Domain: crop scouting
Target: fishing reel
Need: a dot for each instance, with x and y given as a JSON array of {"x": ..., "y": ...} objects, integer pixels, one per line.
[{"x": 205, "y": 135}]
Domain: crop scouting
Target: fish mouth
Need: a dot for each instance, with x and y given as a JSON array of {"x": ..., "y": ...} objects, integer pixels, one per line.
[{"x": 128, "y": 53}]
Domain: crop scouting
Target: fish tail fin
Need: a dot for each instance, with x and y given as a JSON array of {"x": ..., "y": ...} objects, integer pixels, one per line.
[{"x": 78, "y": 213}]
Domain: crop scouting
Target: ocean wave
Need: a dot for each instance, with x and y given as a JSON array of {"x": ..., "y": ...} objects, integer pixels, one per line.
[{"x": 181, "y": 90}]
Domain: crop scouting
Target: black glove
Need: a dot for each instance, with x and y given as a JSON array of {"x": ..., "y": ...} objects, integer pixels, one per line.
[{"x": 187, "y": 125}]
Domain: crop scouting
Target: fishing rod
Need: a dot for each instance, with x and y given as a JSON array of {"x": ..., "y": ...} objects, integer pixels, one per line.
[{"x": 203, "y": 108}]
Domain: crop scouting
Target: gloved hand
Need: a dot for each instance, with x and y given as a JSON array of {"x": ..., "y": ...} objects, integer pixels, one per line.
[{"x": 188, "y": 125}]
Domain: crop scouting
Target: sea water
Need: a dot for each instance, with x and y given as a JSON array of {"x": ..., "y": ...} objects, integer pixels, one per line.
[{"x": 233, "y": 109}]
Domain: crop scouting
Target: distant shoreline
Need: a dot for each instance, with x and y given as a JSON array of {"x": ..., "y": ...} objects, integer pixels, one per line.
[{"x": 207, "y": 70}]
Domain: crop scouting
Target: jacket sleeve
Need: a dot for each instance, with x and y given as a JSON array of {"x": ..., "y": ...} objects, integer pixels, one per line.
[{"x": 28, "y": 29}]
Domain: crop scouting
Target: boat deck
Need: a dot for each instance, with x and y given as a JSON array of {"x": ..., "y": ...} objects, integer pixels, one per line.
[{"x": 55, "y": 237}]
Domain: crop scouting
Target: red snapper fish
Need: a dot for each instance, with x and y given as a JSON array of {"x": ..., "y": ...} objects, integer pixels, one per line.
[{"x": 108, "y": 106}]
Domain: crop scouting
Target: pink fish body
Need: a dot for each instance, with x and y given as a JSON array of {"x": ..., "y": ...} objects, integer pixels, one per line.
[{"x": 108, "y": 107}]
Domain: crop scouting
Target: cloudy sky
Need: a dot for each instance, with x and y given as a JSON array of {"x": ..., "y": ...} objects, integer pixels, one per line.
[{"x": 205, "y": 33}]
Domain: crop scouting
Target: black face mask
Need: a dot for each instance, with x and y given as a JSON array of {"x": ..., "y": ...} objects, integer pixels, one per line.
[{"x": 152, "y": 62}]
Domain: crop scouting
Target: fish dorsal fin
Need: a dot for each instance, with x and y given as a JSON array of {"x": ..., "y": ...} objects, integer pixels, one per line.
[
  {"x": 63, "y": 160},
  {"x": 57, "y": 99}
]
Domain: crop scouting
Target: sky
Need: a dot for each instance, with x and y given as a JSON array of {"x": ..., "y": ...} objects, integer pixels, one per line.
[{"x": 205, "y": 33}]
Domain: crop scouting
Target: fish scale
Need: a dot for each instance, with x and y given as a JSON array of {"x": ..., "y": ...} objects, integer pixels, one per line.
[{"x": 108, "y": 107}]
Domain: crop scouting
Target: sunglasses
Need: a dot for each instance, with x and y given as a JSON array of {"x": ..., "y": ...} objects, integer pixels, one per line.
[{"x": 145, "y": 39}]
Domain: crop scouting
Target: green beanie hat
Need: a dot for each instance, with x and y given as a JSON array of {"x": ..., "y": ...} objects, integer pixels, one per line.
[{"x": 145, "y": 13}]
----
TASK PROMPT:
Set every entry down verbatim.

EXERCISE ANSWER:
Domain: crop scouting
Target: fishing reel
Need: a dot for each instance, with x and y given as a JSON array of {"x": ..., "y": ...} objects, integer pixels, one per line.
[{"x": 205, "y": 135}]
Domain: crop scouting
Target: fish mouth
Need: a dot for each instance, with x and y given as a JSON array of {"x": ..., "y": ...} objects, integer pixels, one per line.
[{"x": 128, "y": 53}]
Domain: crop scouting
Target: fish tail fin
Need: a dot for each instance, with x and y given as a JSON array of {"x": ..., "y": ...} objects, integer pixels, one per line.
[{"x": 78, "y": 213}]
Domain: crop scouting
Target: ocean wave
Need: a dot for each instance, with x and y given as a JSON array of {"x": ..., "y": ...} objects, integer pixels, one per line.
[{"x": 181, "y": 90}]
Domain: crop scouting
Target: black glove
Need: a dot for each instance, with x and y given as a JSON array of {"x": ..., "y": ...} objects, integer pixels, one per line.
[{"x": 187, "y": 125}]
Domain: crop scouting
Target: fishing rod
Need: a dot for each instance, with x and y given as a JSON array of {"x": ..., "y": ...} objects, integer pixels, one per line.
[{"x": 203, "y": 108}]
Domain: crop scouting
Target: gloved hand
Need: a dot for each instance, with x and y given as a JSON array of {"x": ..., "y": ...} objects, integer pixels, one per line.
[{"x": 188, "y": 125}]
Domain: crop scouting
Target: sea water
Need: a dot for each instance, with x and y given as a JSON array of {"x": ..., "y": ...} objects, integer pixels, one per line.
[{"x": 233, "y": 109}]
Domain: crop scouting
Target: distant shoreline
Need: a dot for each instance, with x and y given as a JSON array of {"x": ..., "y": ...} objects, integer pixels, one per line.
[{"x": 207, "y": 70}]
Domain: crop scouting
Target: jacket sleeve
Need: a dot for each instance, with x and y given as a JSON array of {"x": ..., "y": ...} objects, integer pixels, one per line.
[{"x": 28, "y": 29}]
Domain: crop scouting
Target: boat deck
Need: a dot for each instance, with x and y given as a JSON array of {"x": ..., "y": ...} objects, integer pixels, one per line.
[{"x": 55, "y": 237}]
Domain: crop scouting
Target: red snapper fish
Need: a dot for each instance, with x and y given as a JSON array of {"x": ..., "y": ...} objects, integer pixels, one per line.
[{"x": 108, "y": 106}]
Domain: crop scouting
Target: pink fish body
Need: a dot for each instance, with x and y given as a JSON array of {"x": ..., "y": ...} objects, integer pixels, one per line.
[{"x": 108, "y": 107}]
Domain: crop scouting
Target: cloudy sky
Need: a dot for each instance, with x and y given as a JSON array of {"x": ..., "y": ...} objects, integer pixels, one per line.
[{"x": 205, "y": 33}]
Domain: crop scouting
Target: black face mask
Need: a dot for each instance, with x and y given as a JSON array of {"x": ..., "y": ...} objects, integer pixels, one per line.
[{"x": 152, "y": 62}]
Domain: crop scouting
Target: fish dorsal fin
Need: a dot for each instance, with x and y given as a JSON array of {"x": ..., "y": ...} objects, integer pixels, one per line.
[
  {"x": 63, "y": 160},
  {"x": 57, "y": 99}
]
Domain: crop scouting
Target: sky
Need: a dot for each instance, with x and y given as a JSON array of {"x": ..., "y": ...} objects, integer pixels, one per line.
[{"x": 205, "y": 33}]
Domain: crop scouting
Target: fish scale
Need: a dot for each instance, with x and y given as a JSON array of {"x": ..., "y": ...} objects, integer pixels, one per line.
[{"x": 108, "y": 107}]
Domain: crop scouting
Target: sunglasses
Need: a dot for each instance, with x and y given as a JSON array of {"x": ..., "y": ...} objects, integer pixels, one per line.
[{"x": 145, "y": 39}]
Domain: crop scouting
Target: green beanie hat
Need: a dot for each instance, with x and y given as a JSON array of {"x": ..., "y": ...} objects, integer pixels, one per line.
[{"x": 145, "y": 13}]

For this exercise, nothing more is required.